Aufgabenstellung ▸
(a) Nenne alle Ausdrücke, die in der Reportage über das Naturistenzentrum in Guillemets («») stehen. Führe jeden Ausdruck nur einmal auf.
(b) Beantworte anhand der Reportage über das Naturistenzentrum kurz diese Fragen:
(i) Über welchen Weg fährt die erzählende Person mit dem Auto zum Naturistenzentrum hinunter?
(ii) Was befindet sich heute im ehemaligen Bauernhaus?
(iii) Welcher Verein betreibt das Gelände?
(c) Knüpfe an den letzten Satz der Reportage über das Naturistenzentrum an und schreibe sie weiter.

Wie «Blüttler» am Rand des Tösstals ihr Paradies suchen

Im Naturistenzentrum «Die neue Zeit» treffen sich bei schönem Wetter Menschen, um es nackt zu geniessen. Ein Besuch auf dem Sitzberg.

[Anm. Fotos gibts im Originalartikel. Hier wurden sie bewusst weggelassen. Feature Bild: Symbolfoto, Pixabay, Paulbr75]

Ein etwas mulmiges Gefühl habe ich schon, als ich mit dem Auto den steilen Kiesweg durch den Wald hinunter zum Naturistenzentrum «Die neue Zeit» auf dem Sitzberg holpere. Dort werden – anders als in einem Naturzentrum – keine seltenen Tier- oder Pflanzenarten in freier Wildbahn beobachtet; dort wird in freier Wildbahn blankgezogen, also «geblüttelt». 

Wie werde ich auf vermeintliche Massen von nackten Fremden reagieren? Was, wenn es auf dem Sitzberg doch wilder zu- und hergeht, als die Naturisten im Internet zugeben? Und vor allem: Bin ich hier, irgendwo im nirgendwo zwischen Wald und Wiesen, überhaupt richtig?

Ein brauner Hintern weist den Weg

Der braun gebrannte Hintern, der unterhalb des Feldweges in den Himmel ragt und zwischen einer Hecke hervorblitzt, beantwortet mir die Frage. 

Der Weg führt am ehemaligen Bauernhaus und heutigen Empfang vorbei auf den Parkplatz. Ein älterer Herr in Flipflops schlendert mit geschultertem Badetuch nackt über den Kiesplatz. Ab hier ist Nacktsein Pflicht. Der Mann grüsst freundlich, sagt, wir hätten uns einen schönen Tag für Fotos ausgesucht – als wäre Nacktsein auf einem Parkplatz mitten in der Natur das Normalste der Welt.

Ich bleibe erst mal angezogen. Beim Empfang wartet Norbert auf mich, bekleidet allein mit einem beigen Strohhut. Der sympathische Ostschweizer präsidiert den Verein «Natürlich Sitzberg», der das abgelegene Gelände betreibt. Er hat mich eingeladen. Bedingung: Es erscheinen keine Nachnamen und keine Gesichter der Gäste.

Extrahierte Einträge ▸
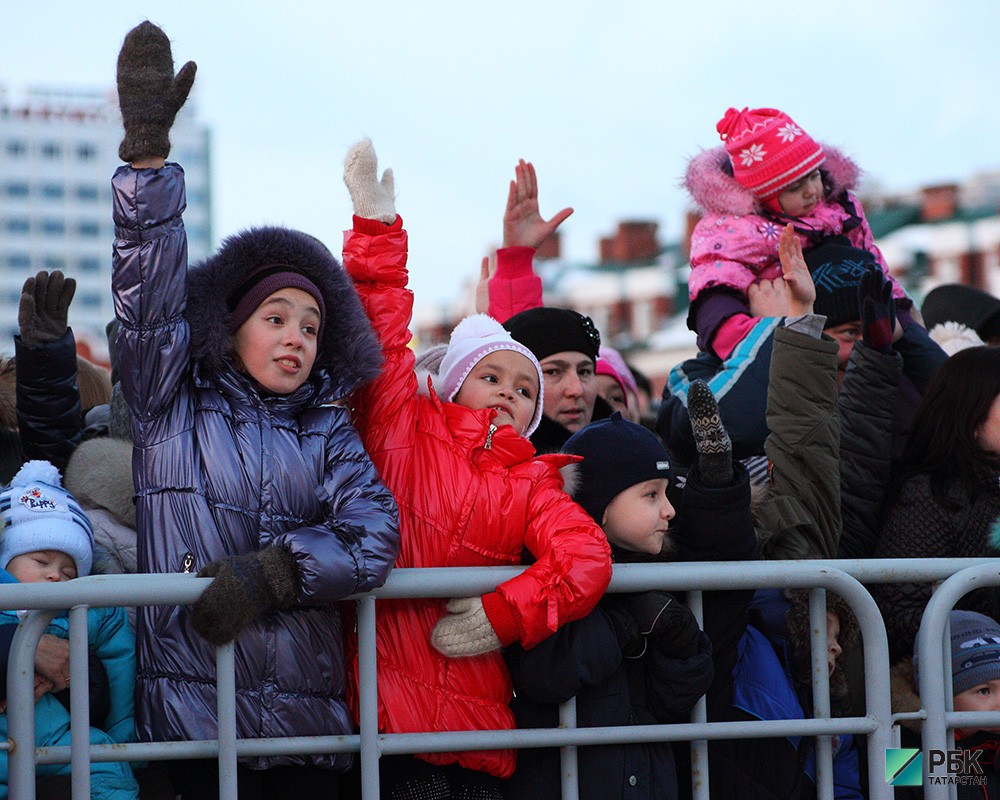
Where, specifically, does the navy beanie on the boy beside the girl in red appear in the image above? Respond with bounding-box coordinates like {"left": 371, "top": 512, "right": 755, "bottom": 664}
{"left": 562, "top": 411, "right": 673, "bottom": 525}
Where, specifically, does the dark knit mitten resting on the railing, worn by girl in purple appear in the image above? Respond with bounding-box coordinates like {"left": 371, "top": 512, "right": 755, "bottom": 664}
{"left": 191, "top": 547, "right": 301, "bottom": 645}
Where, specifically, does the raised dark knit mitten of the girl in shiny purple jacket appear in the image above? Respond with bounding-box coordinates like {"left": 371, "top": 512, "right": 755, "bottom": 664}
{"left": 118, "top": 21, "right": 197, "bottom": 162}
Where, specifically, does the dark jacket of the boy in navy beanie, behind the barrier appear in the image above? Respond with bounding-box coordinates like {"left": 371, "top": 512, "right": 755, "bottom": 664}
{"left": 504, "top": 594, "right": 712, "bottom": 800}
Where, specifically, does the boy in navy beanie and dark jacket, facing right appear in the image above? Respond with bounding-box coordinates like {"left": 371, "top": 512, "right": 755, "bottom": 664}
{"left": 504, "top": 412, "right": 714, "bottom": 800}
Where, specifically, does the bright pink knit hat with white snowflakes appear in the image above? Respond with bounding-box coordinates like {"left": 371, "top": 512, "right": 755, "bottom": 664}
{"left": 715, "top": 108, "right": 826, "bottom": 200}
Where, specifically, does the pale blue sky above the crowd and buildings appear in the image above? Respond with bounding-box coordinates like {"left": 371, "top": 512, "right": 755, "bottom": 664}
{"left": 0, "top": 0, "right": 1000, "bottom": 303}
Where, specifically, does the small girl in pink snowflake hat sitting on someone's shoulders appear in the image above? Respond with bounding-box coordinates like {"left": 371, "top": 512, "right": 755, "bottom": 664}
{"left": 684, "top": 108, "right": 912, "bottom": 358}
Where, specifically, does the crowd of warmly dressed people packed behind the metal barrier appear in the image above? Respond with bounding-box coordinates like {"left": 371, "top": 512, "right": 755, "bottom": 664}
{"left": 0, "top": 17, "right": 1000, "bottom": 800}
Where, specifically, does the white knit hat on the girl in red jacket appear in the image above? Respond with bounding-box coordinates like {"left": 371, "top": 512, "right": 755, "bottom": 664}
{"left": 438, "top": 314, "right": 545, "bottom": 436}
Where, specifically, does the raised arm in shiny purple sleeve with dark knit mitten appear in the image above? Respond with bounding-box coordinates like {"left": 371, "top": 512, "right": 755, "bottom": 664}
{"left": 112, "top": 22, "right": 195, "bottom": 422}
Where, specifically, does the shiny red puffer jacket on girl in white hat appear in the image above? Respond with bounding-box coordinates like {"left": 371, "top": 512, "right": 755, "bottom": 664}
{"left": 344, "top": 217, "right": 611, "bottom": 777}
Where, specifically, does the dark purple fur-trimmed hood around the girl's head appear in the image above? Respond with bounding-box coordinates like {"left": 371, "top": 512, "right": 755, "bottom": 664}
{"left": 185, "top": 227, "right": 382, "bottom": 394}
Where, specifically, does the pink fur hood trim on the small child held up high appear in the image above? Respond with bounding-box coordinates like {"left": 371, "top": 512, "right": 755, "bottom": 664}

Lösungen ▸
(a)
«Blüttler»
«Die neue Zeit»
«geblüttelt»
«Natürlich Sitzberg»

(b)
(i) Über einen steilen Kiesweg durch den Wald.
(ii) Der Empfang.
(iii) Der Verein «Natürlich Sitzberg».

(c)
Nackte Haut und Bauernhaus-Idylle

Die dunkle Pilotenbrille nimmt Norbert ab, als er mir entgegenkommt, um mir die Hand zu schütteln. Das erleichtert es mir, ihm bei der Begrüssung nur in die Augen zu schauen. An der Fassade des Bauernhauses mit seinen roten Fensterläden hängen die Kantonswappen und eine grosse Schweizer Fahne; der Nationalfeiertag naht. Der Garten vor dem Gebäude wirkt gepflegt, der Rasen ist frisch gemäht. Neben einem Sitzplatz steht ein mannshoher Pizzaofen, und auf dem Sitzplatz sitzen zwei nackte Männer und zwei nackte Frauen.

Damit ist es auch für mich Zeit, mich auch auszuziehen. Das mache ich auf dem Fahrersitz meines Autos – zumindest halb. Mit der Fotografin habe ich mich darauf geeinigt, dass wir uns unserem Arbeitsverhältnis zuliebe mit einem Tuch bedecken.

Für Norbert ist das okay. Auch wenn er im Vorgespräch gesagt hat, dass das Nacktsein bald zum Normalsten der Welt werde, wenn alle nackt seien. Das kann natürlich sein. Noch aber irritieren mich die frei baumelnden primären und sekundären Geschlechtsteile fremder Menschen in ländlich-rustikaler Umgebung. Im Hamam oder in der Sauna hätte ich vielleicht weniger Mühe, rede ich mir ein. 

Alkohol- und Fleischverbot

Wir setzen uns zur Akklimatisation an einen Holztisch auf dem Gartensitzplatz und unterhalten uns über das Zentrum und den Verein.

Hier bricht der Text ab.